Exercise tasks:
a – Answer these questions from the text on chlamydia:
(i) What is another name for reactive arthritis?
(ii) What specimen is preferred for men when collecting a sample for a NAAT?
(iii) What is the coiled tube near the testicles called?
b – Print the stretch of the chlamydia text from "- Prostate infection." through "you diagnose chlamydia?".

One of the reasons why it is so important to diagnose and treat chlamydia early is the risk of complications. Some of them include:
- Pelvic inflammatory disease (PID). You develop PID when your uterus and fallopian tubes get infected. Some symptoms include pelvic pain and fever. If you do not treat PID early enough, it can irreversibly damage your reproductive organs and cause infertility.
- Ectopic pregnancy. Chlamydia increases the risk for ectopic pregnancy, which is a pregnancy that occurs outside the uterus. The fetus is non-viable, and the only option is to terminate the pregnancy to prevent life-threatening complications for the mother, like a burst fallopian tube.
- Health risks for newborns. If your baby gets chlamydia during childbirth, they can develop a bad eye infection and pneumonia.
- Epididymitis. Chlamydia can result in an infection of the coiled tube located near the testicles, called the epididymis. The symptoms include fever, swelling, and pain in the scrotum.
- Prostate infection. Although rare, chlamydia can spread to your prostate. When this happens, you can experience painful sexual intercourse, lower back pain, fever, chills, and painful urination.
- Reactive arthritis. Reactive arthritis, also called Reiter’s syndrome, happens in response to an infection in another part of the body, like in the case of chlamydia. Some signs and symptoms include eye inflammation, painful and stiff joints, urinary problems, swollen toes and fingers, and lower back pain.
How do you diagnose chlamydia?
Chlamydia is most often diagnosed with nucleic acid amplification tests (NAATs). To perform a NAAT, you first need to collect a sample. The specimen of choice for men is urine. It is also possible to collect a urine sample from women, but a vaginal swab is usually preferred. If your doctor suspects the infection has spread to your anus or throat, they may also swab those areas.

Referring expression data:

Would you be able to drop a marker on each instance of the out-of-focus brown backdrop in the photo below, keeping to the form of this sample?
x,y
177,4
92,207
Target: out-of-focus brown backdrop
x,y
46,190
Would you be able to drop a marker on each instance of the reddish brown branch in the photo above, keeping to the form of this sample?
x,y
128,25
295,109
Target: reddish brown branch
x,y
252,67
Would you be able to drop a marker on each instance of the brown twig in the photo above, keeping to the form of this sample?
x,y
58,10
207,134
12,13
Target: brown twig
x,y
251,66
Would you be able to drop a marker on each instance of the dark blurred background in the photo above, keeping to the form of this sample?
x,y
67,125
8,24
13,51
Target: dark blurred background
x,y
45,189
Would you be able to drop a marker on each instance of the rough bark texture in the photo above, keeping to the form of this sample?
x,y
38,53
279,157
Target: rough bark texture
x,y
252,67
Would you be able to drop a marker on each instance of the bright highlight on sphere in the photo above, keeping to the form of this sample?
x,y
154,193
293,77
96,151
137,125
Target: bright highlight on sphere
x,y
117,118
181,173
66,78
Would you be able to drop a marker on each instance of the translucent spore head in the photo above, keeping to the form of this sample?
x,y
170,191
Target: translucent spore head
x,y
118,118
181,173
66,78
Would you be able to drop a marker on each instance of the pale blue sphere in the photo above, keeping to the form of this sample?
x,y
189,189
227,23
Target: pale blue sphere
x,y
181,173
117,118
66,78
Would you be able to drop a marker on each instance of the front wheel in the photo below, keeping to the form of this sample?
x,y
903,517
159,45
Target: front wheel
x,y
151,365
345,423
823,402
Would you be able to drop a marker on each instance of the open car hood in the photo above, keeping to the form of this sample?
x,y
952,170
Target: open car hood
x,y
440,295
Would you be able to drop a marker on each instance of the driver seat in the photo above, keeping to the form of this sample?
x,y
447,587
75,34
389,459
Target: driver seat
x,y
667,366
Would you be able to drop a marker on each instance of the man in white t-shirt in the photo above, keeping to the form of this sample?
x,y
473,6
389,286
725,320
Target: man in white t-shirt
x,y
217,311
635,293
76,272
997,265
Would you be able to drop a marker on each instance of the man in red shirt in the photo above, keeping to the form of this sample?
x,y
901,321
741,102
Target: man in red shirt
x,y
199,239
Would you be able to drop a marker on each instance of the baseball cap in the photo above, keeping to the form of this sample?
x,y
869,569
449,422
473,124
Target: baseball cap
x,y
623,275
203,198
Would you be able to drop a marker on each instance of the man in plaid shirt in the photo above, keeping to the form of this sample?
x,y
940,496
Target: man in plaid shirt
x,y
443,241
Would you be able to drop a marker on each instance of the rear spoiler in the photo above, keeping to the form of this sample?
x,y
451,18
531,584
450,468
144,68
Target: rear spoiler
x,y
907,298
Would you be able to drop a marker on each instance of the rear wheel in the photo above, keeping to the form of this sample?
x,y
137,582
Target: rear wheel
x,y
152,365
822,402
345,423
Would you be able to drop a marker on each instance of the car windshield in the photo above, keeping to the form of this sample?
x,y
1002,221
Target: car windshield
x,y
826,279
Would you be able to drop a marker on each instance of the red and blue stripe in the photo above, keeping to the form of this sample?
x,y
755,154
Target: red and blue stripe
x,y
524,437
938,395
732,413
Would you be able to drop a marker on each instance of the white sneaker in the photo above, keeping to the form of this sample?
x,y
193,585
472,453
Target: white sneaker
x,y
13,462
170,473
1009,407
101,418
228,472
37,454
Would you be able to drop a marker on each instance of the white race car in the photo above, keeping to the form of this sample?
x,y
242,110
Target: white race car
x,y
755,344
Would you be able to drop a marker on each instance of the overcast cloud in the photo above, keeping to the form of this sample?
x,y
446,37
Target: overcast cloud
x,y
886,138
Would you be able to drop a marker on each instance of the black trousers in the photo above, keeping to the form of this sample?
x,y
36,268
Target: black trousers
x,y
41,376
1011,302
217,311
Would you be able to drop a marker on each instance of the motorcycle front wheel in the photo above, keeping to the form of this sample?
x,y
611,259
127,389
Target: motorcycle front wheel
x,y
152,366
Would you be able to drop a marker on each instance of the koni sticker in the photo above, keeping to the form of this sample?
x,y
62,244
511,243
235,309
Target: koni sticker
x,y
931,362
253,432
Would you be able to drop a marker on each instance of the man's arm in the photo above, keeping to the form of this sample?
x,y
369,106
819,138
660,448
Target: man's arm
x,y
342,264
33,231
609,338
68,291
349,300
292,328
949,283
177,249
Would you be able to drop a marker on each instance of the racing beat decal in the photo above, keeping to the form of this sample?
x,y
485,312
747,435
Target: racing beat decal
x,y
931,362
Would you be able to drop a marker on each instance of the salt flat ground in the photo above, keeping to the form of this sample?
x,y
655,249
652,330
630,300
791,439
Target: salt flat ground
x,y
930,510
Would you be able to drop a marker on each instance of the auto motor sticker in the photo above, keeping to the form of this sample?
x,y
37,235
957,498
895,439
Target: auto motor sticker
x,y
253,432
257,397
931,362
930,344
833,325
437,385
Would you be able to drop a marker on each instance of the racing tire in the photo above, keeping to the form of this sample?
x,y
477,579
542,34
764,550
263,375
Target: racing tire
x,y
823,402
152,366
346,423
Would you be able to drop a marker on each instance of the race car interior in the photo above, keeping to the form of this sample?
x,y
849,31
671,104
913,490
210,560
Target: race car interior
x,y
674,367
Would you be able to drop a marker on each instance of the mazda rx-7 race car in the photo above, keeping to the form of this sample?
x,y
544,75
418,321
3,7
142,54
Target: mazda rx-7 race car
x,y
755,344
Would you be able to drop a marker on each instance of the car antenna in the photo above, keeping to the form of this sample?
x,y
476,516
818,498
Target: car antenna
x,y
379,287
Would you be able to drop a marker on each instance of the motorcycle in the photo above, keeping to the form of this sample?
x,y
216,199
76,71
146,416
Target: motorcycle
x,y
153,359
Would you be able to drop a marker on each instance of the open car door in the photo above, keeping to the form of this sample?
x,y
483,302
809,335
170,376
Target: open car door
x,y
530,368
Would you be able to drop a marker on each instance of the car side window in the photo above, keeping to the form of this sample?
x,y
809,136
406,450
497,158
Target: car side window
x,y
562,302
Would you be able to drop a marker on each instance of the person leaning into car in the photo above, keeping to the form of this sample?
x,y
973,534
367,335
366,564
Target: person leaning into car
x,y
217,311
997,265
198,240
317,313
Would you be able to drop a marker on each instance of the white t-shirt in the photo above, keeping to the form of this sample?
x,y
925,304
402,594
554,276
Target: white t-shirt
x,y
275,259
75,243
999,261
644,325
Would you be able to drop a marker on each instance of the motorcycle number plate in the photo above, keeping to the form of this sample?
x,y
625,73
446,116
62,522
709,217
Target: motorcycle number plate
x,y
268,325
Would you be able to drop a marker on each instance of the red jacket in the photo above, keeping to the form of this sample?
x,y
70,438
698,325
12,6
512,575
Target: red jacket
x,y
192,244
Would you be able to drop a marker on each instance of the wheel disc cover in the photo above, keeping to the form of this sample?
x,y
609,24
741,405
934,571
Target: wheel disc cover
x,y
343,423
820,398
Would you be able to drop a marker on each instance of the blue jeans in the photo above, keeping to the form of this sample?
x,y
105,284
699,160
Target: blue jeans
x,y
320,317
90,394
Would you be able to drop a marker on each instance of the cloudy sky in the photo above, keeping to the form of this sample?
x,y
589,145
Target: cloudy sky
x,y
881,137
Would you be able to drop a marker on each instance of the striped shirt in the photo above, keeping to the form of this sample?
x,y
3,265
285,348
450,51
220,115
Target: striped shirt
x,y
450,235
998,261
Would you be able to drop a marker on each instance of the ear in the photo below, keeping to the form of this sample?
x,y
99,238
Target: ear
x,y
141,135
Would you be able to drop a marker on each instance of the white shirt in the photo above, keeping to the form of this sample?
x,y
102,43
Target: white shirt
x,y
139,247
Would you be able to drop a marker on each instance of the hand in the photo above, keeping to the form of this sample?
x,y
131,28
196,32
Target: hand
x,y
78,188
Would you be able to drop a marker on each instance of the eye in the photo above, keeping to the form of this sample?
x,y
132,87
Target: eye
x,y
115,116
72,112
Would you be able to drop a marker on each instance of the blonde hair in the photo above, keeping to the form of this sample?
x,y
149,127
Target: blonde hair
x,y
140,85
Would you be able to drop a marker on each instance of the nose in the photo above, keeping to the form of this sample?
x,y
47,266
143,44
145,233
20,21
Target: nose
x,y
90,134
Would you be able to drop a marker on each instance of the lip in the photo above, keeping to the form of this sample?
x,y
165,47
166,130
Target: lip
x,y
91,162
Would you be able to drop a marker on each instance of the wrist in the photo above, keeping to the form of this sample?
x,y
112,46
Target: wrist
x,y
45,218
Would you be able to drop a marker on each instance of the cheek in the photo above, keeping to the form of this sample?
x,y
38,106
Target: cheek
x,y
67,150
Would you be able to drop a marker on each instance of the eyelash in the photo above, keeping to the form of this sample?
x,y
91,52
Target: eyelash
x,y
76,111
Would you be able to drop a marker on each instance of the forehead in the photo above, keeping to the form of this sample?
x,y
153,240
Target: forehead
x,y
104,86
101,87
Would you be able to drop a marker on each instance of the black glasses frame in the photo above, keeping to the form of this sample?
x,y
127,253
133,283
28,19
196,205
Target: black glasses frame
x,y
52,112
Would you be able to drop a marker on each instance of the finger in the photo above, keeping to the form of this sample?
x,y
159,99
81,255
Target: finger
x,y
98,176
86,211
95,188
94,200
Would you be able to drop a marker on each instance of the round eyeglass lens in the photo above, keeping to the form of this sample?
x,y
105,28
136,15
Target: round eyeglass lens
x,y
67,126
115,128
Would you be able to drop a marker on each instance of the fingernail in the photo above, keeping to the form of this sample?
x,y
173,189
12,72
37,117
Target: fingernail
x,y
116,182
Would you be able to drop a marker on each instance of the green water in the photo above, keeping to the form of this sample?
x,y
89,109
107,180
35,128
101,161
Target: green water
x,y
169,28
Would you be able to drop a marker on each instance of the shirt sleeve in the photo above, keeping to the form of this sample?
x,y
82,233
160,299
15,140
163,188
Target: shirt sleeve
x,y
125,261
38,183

Answers provided:
a –
(i) Reiter’s syndrome
(ii) Urine
(iii) The epididymis

b –
- Prostate infection. Although rare, chlamydia can spread to your prostate. When this happens, you can experience painful sexual intercourse, lower back pain, fever, chills, and painful urination.
- Reactive arthritis. Reactive arthritis, also called Reiter’s syndrome, happens in response to an infection in another part of the body, like in the case of chlamydia. Some signs and symptoms include eye inflammation, painful and stiff joints, urinary problems, swollen toes and fingers, and lower back pain.
How do you diagnose chlamydia?